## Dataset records
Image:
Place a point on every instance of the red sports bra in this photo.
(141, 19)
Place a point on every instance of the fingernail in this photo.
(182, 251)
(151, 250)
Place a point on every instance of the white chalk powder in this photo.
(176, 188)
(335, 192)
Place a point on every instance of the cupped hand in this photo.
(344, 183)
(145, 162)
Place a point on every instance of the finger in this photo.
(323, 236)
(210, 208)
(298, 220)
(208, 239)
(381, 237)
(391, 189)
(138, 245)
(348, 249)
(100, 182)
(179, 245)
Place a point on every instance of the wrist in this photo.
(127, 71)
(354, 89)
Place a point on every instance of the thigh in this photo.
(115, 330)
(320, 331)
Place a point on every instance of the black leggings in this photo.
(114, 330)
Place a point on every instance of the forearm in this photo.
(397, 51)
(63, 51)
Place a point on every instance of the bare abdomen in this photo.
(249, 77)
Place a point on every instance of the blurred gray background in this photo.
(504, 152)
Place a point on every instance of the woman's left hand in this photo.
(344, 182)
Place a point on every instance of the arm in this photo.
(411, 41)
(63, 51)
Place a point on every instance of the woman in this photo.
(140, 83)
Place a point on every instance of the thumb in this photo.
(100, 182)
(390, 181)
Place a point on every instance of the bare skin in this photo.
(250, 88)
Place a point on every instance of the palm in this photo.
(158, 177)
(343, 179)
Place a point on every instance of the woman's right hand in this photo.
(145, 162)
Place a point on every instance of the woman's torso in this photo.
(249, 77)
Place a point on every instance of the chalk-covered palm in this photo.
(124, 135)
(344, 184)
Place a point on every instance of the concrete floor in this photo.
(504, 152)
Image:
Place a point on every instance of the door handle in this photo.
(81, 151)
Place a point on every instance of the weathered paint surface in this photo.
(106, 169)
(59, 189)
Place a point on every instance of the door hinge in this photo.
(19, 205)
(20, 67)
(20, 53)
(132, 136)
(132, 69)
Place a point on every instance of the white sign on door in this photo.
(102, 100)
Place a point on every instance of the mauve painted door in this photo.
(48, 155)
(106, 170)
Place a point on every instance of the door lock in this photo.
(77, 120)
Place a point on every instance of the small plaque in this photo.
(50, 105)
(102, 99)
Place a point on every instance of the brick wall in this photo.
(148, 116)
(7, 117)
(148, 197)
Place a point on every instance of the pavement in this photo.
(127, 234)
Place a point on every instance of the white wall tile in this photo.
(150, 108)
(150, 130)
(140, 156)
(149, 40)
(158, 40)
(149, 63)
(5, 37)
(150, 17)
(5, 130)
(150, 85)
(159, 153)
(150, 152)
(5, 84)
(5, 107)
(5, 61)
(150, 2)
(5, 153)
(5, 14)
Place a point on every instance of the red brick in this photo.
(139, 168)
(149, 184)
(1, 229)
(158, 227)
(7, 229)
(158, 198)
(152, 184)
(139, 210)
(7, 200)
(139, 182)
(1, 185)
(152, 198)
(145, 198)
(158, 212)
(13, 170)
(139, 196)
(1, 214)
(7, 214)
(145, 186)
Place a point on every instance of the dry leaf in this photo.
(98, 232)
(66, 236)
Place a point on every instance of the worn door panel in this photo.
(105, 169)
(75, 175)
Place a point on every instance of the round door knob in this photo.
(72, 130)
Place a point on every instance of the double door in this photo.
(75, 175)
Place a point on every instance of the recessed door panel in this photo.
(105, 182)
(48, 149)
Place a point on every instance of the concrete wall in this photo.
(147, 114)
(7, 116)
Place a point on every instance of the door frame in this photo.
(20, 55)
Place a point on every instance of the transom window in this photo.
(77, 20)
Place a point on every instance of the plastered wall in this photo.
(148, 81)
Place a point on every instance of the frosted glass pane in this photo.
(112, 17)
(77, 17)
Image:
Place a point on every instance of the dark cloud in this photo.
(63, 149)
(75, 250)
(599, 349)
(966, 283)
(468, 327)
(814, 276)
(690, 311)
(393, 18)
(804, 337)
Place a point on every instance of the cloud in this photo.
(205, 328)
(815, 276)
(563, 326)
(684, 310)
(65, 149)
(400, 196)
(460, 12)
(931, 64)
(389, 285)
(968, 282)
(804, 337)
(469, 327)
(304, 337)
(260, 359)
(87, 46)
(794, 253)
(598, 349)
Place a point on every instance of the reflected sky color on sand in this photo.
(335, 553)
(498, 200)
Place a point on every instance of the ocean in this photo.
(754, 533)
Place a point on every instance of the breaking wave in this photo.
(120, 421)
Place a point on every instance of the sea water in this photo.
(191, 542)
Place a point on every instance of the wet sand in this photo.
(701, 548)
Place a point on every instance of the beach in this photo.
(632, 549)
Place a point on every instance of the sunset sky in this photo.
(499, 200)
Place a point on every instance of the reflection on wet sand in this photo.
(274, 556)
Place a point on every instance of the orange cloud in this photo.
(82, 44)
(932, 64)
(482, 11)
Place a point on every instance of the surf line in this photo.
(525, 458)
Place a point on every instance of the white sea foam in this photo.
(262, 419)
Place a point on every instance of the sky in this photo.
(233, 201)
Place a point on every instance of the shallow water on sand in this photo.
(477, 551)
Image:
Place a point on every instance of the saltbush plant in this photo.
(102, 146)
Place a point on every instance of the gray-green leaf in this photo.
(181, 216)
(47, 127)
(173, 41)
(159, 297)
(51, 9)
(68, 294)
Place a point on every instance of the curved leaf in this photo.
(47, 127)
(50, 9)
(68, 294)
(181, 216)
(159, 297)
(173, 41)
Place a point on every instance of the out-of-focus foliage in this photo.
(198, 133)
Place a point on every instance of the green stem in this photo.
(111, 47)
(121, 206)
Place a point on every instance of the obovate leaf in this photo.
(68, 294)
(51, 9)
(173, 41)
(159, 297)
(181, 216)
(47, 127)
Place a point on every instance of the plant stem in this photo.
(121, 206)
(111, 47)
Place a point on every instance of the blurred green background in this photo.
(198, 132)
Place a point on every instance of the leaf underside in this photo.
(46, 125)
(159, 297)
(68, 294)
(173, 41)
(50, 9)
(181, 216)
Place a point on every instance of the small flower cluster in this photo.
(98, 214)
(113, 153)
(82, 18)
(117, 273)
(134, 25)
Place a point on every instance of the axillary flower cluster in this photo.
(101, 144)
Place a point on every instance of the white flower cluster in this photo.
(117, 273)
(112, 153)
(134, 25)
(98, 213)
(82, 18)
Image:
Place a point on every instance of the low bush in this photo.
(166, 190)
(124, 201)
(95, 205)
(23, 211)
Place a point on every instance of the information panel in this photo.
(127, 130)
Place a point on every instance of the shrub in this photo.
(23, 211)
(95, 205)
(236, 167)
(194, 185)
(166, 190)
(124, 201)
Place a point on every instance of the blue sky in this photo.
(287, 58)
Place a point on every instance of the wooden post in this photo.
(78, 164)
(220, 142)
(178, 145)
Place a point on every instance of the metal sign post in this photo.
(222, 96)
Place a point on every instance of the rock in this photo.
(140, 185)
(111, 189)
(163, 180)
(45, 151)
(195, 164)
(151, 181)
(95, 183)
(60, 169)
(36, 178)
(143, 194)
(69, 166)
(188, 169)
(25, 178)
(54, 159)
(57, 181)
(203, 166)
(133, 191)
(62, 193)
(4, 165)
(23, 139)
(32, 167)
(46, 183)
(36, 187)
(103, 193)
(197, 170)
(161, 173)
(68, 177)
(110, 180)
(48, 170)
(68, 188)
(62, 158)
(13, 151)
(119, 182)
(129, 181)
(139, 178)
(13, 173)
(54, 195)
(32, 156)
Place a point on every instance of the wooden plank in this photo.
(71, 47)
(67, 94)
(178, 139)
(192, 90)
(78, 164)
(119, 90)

## Given instruction
Each record must be returned exactly as it is written.

## Completed task
Image:
Place a point on every instance of the red sports bra in this photo.
(141, 19)
Place a point on every instance of the fingernail in this photo.
(182, 251)
(151, 250)
Place a point on every instance of the white chalk powder in this photo.
(176, 188)
(335, 192)
Place a point on every instance of the cupped hand in this photo.
(344, 183)
(145, 162)
Place a point on every instance of the finger in this photo.
(323, 236)
(210, 208)
(298, 220)
(208, 239)
(381, 237)
(391, 189)
(138, 245)
(348, 249)
(100, 182)
(179, 245)
Place a point on every instance of the wrist in this photo.
(127, 71)
(354, 89)
Place a point on every instance of the thigh in this photo.
(115, 330)
(320, 331)
Place a point on every instance of the black leggings in this photo.
(114, 330)
Place a point on every instance of the forearm in this photo.
(397, 51)
(63, 51)
Place a point on every instance of the bare abdomen in this photo.
(249, 77)
Place a point on every instance of the blurred gray background in this photo.
(504, 152)
Place a point on every instance of the woman's left hand in this photo.
(344, 182)
Place a point on every instance of the arm in this photo.
(411, 41)
(63, 51)
Place a point on every instance of the woman in this photo.
(140, 83)
Place a point on every instance of the thumb in this photo.
(100, 182)
(390, 181)
Place a point on every instance of the bare skin in this photo.
(250, 88)
Place a point on every instance of the palm in this photo.
(158, 177)
(343, 179)
Place a point on every instance of the woman's right hand in this photo.
(145, 162)
Place a point on every instance of the woman's torso in this photo.
(249, 77)
Place a point on every instance of the chalk-covered palm in this photo.
(124, 135)
(344, 184)
Place a point on every instance of the concrete floor in this photo.
(504, 152)
Image:
Place a point on every instance of the door handle in this photo.
(81, 151)
Place a point on every instance of the weathered paint surface in this photo.
(106, 169)
(59, 189)
Place a point on every instance of the door hinge in this photo.
(19, 205)
(20, 67)
(20, 53)
(132, 136)
(132, 69)
Place a point on every instance of the white sign on door in this photo.
(102, 100)
Place a point on every instance of the mauve painted door in this photo.
(48, 155)
(106, 170)
Place a point on every instance of the door lock in this photo.
(77, 120)
Place a point on every instance of the small plaque in this photo.
(50, 105)
(102, 99)
Place a point on every instance of the brick wall in this photo.
(148, 116)
(7, 117)
(148, 197)
Place a point on every instance of the pavement in this photo.
(127, 234)
Place a point on every instance of the white wall tile in this photo.
(150, 108)
(150, 130)
(140, 156)
(149, 40)
(158, 40)
(149, 63)
(5, 37)
(150, 17)
(5, 130)
(150, 85)
(159, 153)
(150, 152)
(5, 84)
(5, 107)
(5, 61)
(150, 2)
(5, 153)
(5, 14)
Place a point on every instance of the red brick in this photo.
(139, 168)
(149, 184)
(1, 229)
(158, 227)
(7, 229)
(158, 198)
(152, 184)
(139, 210)
(7, 200)
(139, 182)
(1, 185)
(152, 198)
(145, 198)
(158, 212)
(13, 170)
(139, 196)
(1, 214)
(7, 214)
(145, 186)
Place a point on every instance of the dry leaf in this photo.
(98, 232)
(66, 236)
Place a point on every instance of the worn door panel in this photo.
(105, 169)
(75, 175)
Place a point on every instance of the round door knob in this photo.
(72, 130)
Place a point on every instance of the double door in this photo.
(75, 175)
Place a point on every instance of the recessed door panel in this photo.
(105, 182)
(48, 149)
Place a point on every instance of the concrete wall in this photo.
(147, 114)
(7, 116)
Place a point on every instance of the door frame in this photo.
(20, 55)
Place a point on every instance of the transom window in this photo.
(77, 20)
Place a point on every instance of the plastered wall in this photo.
(148, 81)
Place a point on every instance of the frosted glass pane in this photo.
(112, 17)
(77, 17)
Image:
Place a point on every instance of the dark cloud in this photo.
(63, 149)
(75, 250)
(599, 349)
(966, 283)
(468, 327)
(814, 276)
(690, 311)
(393, 18)
(804, 337)
Place a point on every instance of the cloud in this photo.
(205, 328)
(815, 276)
(563, 326)
(684, 310)
(65, 149)
(400, 196)
(460, 12)
(931, 64)
(389, 285)
(968, 282)
(804, 337)
(469, 327)
(304, 337)
(260, 359)
(87, 46)
(794, 253)
(598, 349)
Place a point on every instance of the reflected sky color on sand in this photo.
(335, 553)
(498, 200)
Place a point on every instance of the ocean in this photo.
(754, 533)
Place a point on every instance of the breaking wave in this photo.
(120, 421)
Place a point on every instance of the sea water in this photo.
(191, 542)
Place a point on every instance of the wet sand in this photo.
(701, 548)
Place a point on every instance of the beach in this photo.
(632, 549)
Place a point on every instance of the sunset sky in this photo.
(499, 200)
Place a point on every instance of the reflection on wet sand in this photo.
(274, 556)
Place a point on every instance of the orange cloud in this photo.
(82, 44)
(932, 64)
(482, 11)
Place a point on every instance of the surf line in this photo.
(525, 458)
Place a point on every instance of the white sea foam in this photo.
(262, 419)
Place a point on every instance of the sky in this photo.
(233, 201)
Place a point on every instance of the shallow water on sand in this photo.
(477, 551)
Image:
Place a point on every instance of the saltbush plant in this photo.
(102, 146)
Place a point on every instance of the gray-green leaf in this photo.
(181, 216)
(47, 127)
(173, 41)
(159, 297)
(51, 9)
(68, 294)
Place a point on every instance of the curved leaf in this photo.
(47, 127)
(50, 9)
(68, 294)
(181, 216)
(159, 297)
(173, 41)
Place a point on every instance of the out-of-focus foliage in this photo.
(198, 133)
Place a point on every instance of the green stem in this photo.
(111, 47)
(121, 206)
Place a point on every instance of the obovate leaf in this photo.
(68, 294)
(51, 9)
(173, 41)
(159, 297)
(181, 216)
(47, 127)
Place a point on every instance of the plant stem in this photo.
(121, 206)
(111, 47)
Place a point on every instance of the blurred green background in this photo.
(198, 132)
Place a point on every instance of the leaf underside in this photo.
(46, 125)
(159, 297)
(68, 294)
(173, 41)
(50, 9)
(181, 216)
Place a point on every instance of the small flower cluster in this photo.
(98, 214)
(113, 153)
(82, 18)
(117, 273)
(134, 25)
Place a point on every instance of the axillary flower cluster in this photo.
(101, 144)
Place a point on every instance of the white flower cluster in this photo.
(117, 273)
(112, 153)
(134, 25)
(98, 213)
(82, 18)
Image:
Place a point on every instance of the low bush in this photo.
(166, 190)
(124, 201)
(95, 205)
(23, 211)
Place a point on every instance of the information panel in this photo.
(127, 130)
Place a point on every instance of the shrub in this photo.
(23, 211)
(95, 205)
(236, 167)
(194, 185)
(166, 190)
(124, 201)
Place a point on every instance of the blue sky in this photo.
(287, 58)
Place a point on every instance of the wooden post in this photo.
(78, 164)
(220, 142)
(178, 145)
Place a point on every instance of the metal sign post in this photo.
(222, 96)
Place a point on every instance of the rock in this photo.
(140, 185)
(111, 189)
(163, 180)
(45, 151)
(195, 164)
(151, 181)
(95, 183)
(60, 169)
(36, 178)
(143, 194)
(69, 166)
(188, 169)
(25, 178)
(54, 159)
(57, 181)
(203, 166)
(133, 191)
(62, 193)
(4, 165)
(23, 139)
(32, 167)
(46, 183)
(36, 187)
(103, 193)
(197, 170)
(161, 173)
(68, 177)
(110, 180)
(48, 170)
(68, 188)
(62, 158)
(13, 151)
(119, 182)
(129, 181)
(139, 178)
(13, 173)
(54, 195)
(32, 156)
Place a point on every instance of the wooden plank in this photo.
(71, 47)
(67, 94)
(178, 139)
(192, 90)
(78, 164)
(119, 90)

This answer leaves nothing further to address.